2458.
Советская делегация отклонила предложенную Лондоном схему. Переговоры зашли в тупик. Вот только германская делегация, остановившаяся в отеле «Эдем» в близлежащем Рапалло, об этом не знала, поскольку в «Альбертис» ее не приглашали. Напротив, у немцев было полное впечатление, что Запад готов вот-вот прийти к соглашению с Россией на антигерманской основе, что окончательно отодвинуло бы Берлин на обочину мировой политики. Российские дипломаты своих немецких коллег в этом не разубеждали. Более того, в ночь на Пасху – 16 апреля – Иоффе телефонным звонком устроил в «Эдеме» побудку и, сообщив об успехе переговоров на вилле Ллойд Джорджа, предложил срочно подписать двусторонний договор. Проведя «пижамное совещание» – в халатах и пижамах, – немцы согласились. Вынутый из портфеля Чичерина договор перед рассветом был подписан. Стороны отказались от претензий, возникших из состояния войны; возобновлялись дипломатические и консульские отношения, устанавливался принцип наибольшего благоприятствования в торговле.
Ленин, узнав об этом 18 апреля, немедленно пишет Сталину, Каменеву и Троцкому: «Телеграмма Литвинова о подписании соглашения с Германией ставит вопрос, целесообразно ли это печатать немедленно или отложить до некоторого выяснения того обстоятельства, неизбежен ли разрыв в Генуе. Думаю, что этот вопрос надо решить сегодня же». Политбюро сработало оперативно. Уже на следующий день сообщение о заключении Рапалльского соглашения было опубликовано в «Известиях». Получив такую жирную синицу в руках, как Рапалло, Ленин взял курс на сворачивание Генуи. И 21 апреля новая инструкция Чичерину: «Мы не должны бояться срыва конференции. На признание частных долгов идти ни в коем случае нельзя»2459.

_ИСХОДНЫЕ СТРОКИ_.
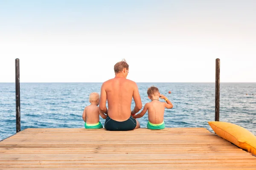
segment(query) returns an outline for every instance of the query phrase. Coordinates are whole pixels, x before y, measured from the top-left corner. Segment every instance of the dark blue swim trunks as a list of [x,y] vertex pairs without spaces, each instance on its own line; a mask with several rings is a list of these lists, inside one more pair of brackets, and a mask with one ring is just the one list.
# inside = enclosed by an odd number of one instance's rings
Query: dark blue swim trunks
[[137,125],[136,120],[131,116],[123,122],[116,121],[108,116],[106,119],[104,127],[108,130],[126,131],[134,129]]

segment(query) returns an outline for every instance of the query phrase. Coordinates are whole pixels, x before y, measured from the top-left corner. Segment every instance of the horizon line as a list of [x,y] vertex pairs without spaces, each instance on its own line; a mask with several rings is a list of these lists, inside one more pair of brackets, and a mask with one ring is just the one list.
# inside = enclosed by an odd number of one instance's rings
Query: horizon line
[[[103,83],[104,82],[20,82],[20,83]],[[215,82],[136,82],[136,83],[215,83]],[[15,83],[0,82],[0,83]],[[220,83],[256,83],[256,82],[220,82]]]

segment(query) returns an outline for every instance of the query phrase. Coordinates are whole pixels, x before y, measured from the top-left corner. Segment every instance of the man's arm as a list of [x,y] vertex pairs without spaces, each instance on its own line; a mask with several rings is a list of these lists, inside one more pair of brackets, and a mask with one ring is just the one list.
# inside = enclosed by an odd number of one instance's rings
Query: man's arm
[[142,108],[142,103],[141,102],[140,96],[140,93],[139,93],[139,89],[136,83],[134,82],[134,88],[132,96],[135,103],[135,107],[134,107],[133,110],[131,111],[131,114],[132,115],[134,115],[138,113]]
[[84,122],[86,122],[86,113],[85,112],[85,108],[84,109],[84,112],[83,113],[83,116],[82,116],[83,120]]
[[99,110],[99,115],[102,118],[103,118],[105,119],[107,119],[107,117],[108,117],[108,115],[106,115],[105,114],[103,113],[102,113],[102,112],[101,110]]
[[142,111],[141,111],[141,112],[140,112],[140,113],[136,115],[134,115],[134,116],[133,116],[132,117],[133,117],[134,118],[141,118],[141,117],[143,116],[145,113],[146,113],[146,112],[147,112],[147,110],[148,110],[148,103],[146,104],[144,106],[144,108],[143,109],[143,110],[142,110]]
[[103,113],[108,114],[108,109],[106,107],[107,102],[107,92],[105,88],[105,83],[103,83],[102,85],[100,90],[100,99],[99,99],[99,109]]
[[167,99],[166,97],[163,94],[160,94],[159,97],[161,99],[164,99],[166,101],[166,103],[165,103],[164,105],[164,107],[165,107],[166,108],[167,108],[168,109],[171,109],[172,108],[173,108],[173,105],[172,105],[172,103],[171,101],[169,100],[168,99]]

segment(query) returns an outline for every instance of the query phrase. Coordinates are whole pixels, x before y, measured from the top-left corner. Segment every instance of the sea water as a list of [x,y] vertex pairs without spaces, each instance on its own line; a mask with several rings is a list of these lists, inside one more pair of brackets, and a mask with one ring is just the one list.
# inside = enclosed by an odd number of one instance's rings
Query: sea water
[[[20,84],[21,130],[27,128],[84,128],[82,114],[89,95],[100,93],[101,83]],[[173,105],[166,109],[167,128],[203,127],[215,120],[214,83],[138,83],[143,105],[150,102],[148,88],[157,87]],[[256,83],[221,83],[220,121],[256,134]],[[0,140],[16,132],[15,83],[0,83]],[[171,91],[171,94],[168,91]],[[160,99],[161,100],[161,99]],[[164,102],[164,100],[162,100]],[[134,106],[133,101],[131,109]],[[138,119],[146,128],[147,113]],[[100,121],[104,125],[104,120]]]

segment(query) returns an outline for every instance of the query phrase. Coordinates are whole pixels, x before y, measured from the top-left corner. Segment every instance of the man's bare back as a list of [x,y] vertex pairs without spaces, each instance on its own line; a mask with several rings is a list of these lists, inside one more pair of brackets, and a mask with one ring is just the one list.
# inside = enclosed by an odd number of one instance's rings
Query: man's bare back
[[[104,82],[102,86],[99,108],[108,115],[105,124],[107,130],[129,130],[140,126],[139,122],[131,116],[140,111],[142,103],[136,83],[126,79],[128,67],[125,61],[116,64],[116,76]],[[131,111],[133,97],[135,107]],[[107,100],[108,110],[106,107]]]
[[105,82],[102,88],[106,91],[108,110],[108,114],[111,119],[122,122],[131,116],[132,97],[139,102],[140,99],[136,83],[122,77],[116,77]]

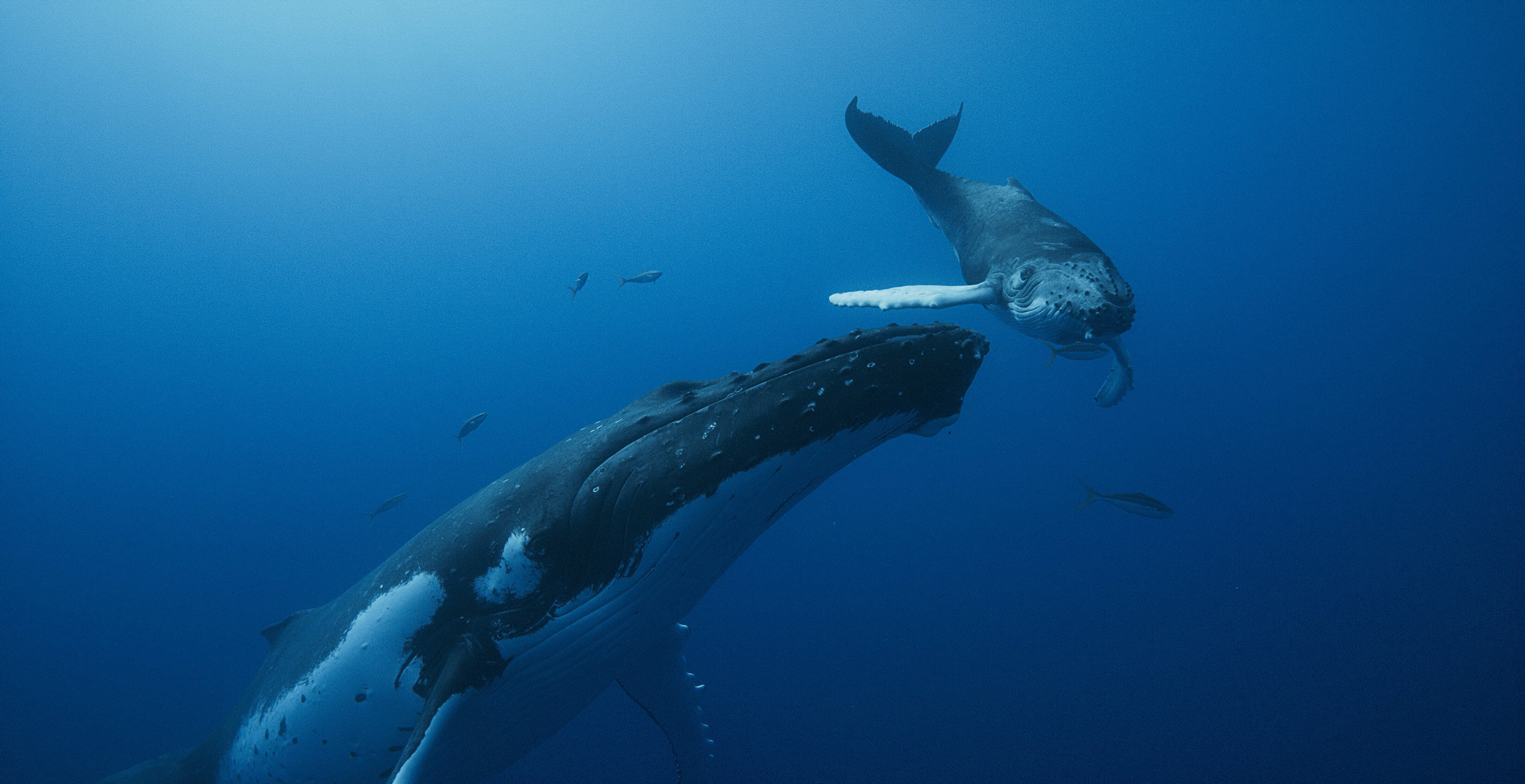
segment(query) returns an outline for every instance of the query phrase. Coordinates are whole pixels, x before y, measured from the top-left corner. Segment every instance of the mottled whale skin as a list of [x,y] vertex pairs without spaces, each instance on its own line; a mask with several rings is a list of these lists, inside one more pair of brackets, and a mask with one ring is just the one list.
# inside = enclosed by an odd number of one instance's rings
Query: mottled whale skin
[[988,343],[884,326],[711,381],[674,381],[435,520],[270,653],[200,746],[113,784],[474,782],[618,682],[709,757],[679,621],[839,468],[952,423]]
[[1016,178],[990,185],[936,168],[958,133],[958,114],[912,136],[848,104],[852,140],[875,163],[904,180],[958,253],[970,285],[903,285],[831,294],[840,307],[947,308],[984,305],[1017,331],[1064,346],[1104,343],[1112,372],[1096,404],[1115,406],[1133,389],[1133,361],[1122,333],[1133,325],[1133,288],[1112,259],[1080,229],[1039,204]]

_ВОПРОСЫ К МАТЕРИАЛУ_.
#1 Кратко перескажите абзац отрывка о Рапалльском договоре, который начинается словами «Ленин, узнав об этом», и сохраните его основные факты.
#2 Продолжите отрывок о Рапалльском договоре с того места, на котором он заканчивается.

_РЕШЁННЫЕ ЗАДАНИЯ_.
#1 Узнав 18 апреля о подписании соглашения с Германией, Ленин написал Сталину, Каменеву и Троцкому. Он предложил в тот же день решить, печатать ли соглашение сразу или отложить, пока не выяснится, неизбежен ли разрыв в Генуе. Политбюро действовало быстро: на следующий день сообщение о Рапалльском соглашении вышло в «Известиях». Получив Рапалло, Ленин взял курс на сворачивание Генуи. 21 апреля он дал Чичерину новую инструкцию: не бояться срыва конференции и ни в коем случае не признавать частные долги.

#2
Узнав о Рапалльском договоре, заложившем формальный альянс «сердитой Германии и голодной России», западные делегации были в шоке и даже попытались добиться его немедленной отмены. Немецкую делегацию в наказание исключили из состава комиссии по рассмотрению русского долга. Киссинджер справедливо замечал: «Взаимопонимание, достигнутое в Рапалло, оказалось тактически полезным: у западных демократических стран сдали нервы»2460. Но Россия и Германия остались непреклонными, понимая, что от Генуи им в любом случае ждать нечего. Москва даже еще больше ужесточила свою позицию, рекламируя Рапалльский договор как прецедент и образец урегулирования.
А 30 апреля Ленин направил телеграмму Чичерину: «Новая конференция месяца чрез три для нас самая выгодная вещь. Не берите на себя при закрытии Генуэзской конференции ни в коем случае ни тени финансовых обязательств, никакого даже полупризнания долгов и не бойтесь вообще разрыва…» Союзные страны смогли, наконец, договориться и 3 мая предъявили совместный меморандум с требованием уплаты Москвой долгов и обязательств царского и Временного правительств, возвращения национализированной собственности иностранцам, отклонив при этом претензии России на возмещение ущерба от интервенции и блокады. Ленин инструктирует главу советской делегации: «Немедленно рвите и скорее на новом меморандуме союзников, ибо на уступку собственникам мы не пойдем, а лучше момента не найти. Оттяжки ослабляют нас. Имея в руках германский договор, мы ни за что не откажемся теперь от длительной попытки стоять только на его основе. Начните архиосторожно флиртовать с Италией отдельно». Диалог об аналогичном с Рапалльским договоре был начат с Италией, и он был бы заключен, если бы к власти там – очень не вовремя – не пришел Муссолини.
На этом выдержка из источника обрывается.